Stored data

Content starts

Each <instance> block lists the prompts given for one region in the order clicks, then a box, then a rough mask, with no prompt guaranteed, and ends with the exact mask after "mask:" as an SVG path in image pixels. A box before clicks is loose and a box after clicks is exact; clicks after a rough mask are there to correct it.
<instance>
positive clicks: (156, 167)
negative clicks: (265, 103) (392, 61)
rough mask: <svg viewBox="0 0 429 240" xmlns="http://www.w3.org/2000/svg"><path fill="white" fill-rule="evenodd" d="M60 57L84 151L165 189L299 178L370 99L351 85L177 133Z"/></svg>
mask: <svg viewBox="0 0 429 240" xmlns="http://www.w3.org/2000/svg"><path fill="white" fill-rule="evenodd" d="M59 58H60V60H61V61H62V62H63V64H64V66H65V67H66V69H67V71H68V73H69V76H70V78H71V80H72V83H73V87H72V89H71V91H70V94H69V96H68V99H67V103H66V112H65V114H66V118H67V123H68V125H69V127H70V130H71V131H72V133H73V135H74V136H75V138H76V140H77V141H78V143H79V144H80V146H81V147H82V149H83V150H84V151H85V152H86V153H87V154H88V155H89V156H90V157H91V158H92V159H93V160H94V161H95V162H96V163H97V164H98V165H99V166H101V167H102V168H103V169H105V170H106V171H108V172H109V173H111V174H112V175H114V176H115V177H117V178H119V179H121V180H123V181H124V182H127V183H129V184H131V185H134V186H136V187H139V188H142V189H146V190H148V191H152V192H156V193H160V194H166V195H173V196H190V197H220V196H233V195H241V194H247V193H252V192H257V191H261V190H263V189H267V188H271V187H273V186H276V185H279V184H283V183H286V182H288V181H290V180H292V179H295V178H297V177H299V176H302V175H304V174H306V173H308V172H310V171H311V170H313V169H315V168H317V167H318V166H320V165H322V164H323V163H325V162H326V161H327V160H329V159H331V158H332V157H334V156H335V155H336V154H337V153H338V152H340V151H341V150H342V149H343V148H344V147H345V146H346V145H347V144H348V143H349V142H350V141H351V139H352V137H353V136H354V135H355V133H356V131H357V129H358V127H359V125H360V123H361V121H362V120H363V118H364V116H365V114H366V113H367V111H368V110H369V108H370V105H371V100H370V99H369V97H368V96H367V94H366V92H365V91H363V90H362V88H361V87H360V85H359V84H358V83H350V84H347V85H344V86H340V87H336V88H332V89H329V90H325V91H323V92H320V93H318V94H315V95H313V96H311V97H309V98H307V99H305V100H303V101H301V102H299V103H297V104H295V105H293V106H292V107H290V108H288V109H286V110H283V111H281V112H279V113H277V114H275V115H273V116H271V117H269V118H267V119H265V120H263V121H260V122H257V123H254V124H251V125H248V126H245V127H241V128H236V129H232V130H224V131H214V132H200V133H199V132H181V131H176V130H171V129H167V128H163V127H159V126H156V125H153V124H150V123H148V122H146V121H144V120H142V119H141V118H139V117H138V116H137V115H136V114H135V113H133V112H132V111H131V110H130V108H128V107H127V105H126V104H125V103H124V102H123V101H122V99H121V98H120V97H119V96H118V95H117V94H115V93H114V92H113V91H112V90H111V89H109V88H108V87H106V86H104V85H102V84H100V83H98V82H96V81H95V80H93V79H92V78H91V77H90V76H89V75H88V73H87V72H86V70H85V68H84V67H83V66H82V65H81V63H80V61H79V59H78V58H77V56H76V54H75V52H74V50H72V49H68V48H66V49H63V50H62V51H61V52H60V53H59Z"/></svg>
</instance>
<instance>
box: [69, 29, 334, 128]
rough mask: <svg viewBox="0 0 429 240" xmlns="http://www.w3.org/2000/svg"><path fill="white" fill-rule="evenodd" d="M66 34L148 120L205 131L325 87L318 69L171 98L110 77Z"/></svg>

Content ends
Content starts

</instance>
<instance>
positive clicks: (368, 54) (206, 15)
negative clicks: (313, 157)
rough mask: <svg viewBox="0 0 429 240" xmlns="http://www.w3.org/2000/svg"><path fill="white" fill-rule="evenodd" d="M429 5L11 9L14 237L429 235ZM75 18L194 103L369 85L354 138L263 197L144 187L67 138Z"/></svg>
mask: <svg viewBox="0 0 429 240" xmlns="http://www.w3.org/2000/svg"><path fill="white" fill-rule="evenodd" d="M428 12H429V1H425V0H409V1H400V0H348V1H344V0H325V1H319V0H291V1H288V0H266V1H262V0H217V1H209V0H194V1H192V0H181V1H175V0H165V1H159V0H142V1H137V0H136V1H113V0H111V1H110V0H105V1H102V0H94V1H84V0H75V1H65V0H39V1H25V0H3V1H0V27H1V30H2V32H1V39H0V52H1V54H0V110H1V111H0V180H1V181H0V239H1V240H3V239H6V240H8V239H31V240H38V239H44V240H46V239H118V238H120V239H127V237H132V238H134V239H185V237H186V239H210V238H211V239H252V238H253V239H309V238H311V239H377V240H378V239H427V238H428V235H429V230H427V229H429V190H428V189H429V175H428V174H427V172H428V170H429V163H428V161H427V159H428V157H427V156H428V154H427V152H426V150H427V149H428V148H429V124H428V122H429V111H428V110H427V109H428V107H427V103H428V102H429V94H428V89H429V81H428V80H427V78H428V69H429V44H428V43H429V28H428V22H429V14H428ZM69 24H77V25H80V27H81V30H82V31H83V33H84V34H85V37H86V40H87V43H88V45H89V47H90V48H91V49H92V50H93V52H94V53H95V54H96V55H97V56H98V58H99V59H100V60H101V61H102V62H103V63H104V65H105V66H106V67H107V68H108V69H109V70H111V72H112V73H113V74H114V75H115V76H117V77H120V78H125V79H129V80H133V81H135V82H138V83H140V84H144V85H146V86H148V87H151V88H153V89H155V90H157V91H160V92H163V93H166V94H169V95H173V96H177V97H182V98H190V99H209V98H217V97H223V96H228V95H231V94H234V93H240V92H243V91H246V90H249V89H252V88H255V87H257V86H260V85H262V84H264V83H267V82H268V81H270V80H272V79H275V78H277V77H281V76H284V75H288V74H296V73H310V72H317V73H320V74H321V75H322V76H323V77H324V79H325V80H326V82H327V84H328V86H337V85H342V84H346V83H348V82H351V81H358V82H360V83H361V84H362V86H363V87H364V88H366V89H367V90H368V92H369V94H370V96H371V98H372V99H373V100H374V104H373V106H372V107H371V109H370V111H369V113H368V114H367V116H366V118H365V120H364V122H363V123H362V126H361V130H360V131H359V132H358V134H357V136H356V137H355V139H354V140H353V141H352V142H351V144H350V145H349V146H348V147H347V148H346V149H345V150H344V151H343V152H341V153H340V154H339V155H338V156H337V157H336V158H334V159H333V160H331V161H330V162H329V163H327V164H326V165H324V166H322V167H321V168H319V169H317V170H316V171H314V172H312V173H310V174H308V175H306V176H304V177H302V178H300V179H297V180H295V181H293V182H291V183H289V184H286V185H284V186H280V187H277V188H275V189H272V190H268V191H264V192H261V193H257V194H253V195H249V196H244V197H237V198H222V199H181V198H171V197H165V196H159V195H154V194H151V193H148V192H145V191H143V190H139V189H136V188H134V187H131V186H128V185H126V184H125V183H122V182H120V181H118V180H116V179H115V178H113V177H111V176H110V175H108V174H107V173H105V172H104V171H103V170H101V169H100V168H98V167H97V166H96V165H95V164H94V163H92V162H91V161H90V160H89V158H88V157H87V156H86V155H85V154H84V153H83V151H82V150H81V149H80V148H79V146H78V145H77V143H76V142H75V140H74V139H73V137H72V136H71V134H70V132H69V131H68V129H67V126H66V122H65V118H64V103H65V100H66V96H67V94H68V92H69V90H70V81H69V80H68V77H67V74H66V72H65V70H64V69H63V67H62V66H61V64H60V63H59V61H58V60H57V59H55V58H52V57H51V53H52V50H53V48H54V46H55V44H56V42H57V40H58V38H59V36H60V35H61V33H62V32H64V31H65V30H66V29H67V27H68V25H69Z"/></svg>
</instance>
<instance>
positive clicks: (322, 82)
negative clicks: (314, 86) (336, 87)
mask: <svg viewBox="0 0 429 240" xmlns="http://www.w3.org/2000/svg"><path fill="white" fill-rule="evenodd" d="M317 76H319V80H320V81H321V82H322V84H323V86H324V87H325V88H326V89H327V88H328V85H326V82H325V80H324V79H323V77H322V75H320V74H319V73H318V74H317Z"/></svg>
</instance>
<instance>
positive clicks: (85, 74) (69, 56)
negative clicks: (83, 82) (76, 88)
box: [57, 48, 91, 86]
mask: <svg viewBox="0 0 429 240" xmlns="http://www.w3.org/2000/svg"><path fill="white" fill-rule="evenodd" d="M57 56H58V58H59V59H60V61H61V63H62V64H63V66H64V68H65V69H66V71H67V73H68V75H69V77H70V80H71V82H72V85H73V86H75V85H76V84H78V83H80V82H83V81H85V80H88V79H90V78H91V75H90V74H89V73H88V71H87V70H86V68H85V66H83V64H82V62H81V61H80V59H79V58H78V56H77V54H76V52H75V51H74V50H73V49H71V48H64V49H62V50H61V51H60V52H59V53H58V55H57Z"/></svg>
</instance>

Content ends

** WHAT YOU NEED TO DO **
What lines above hold the word "positive"? Pull each one out.

** RESPONSE AREA **
positive clicks: (156, 167)
positive clicks: (368, 54) (206, 15)
positive clicks: (322, 82)
positive clicks: (85, 74) (69, 56)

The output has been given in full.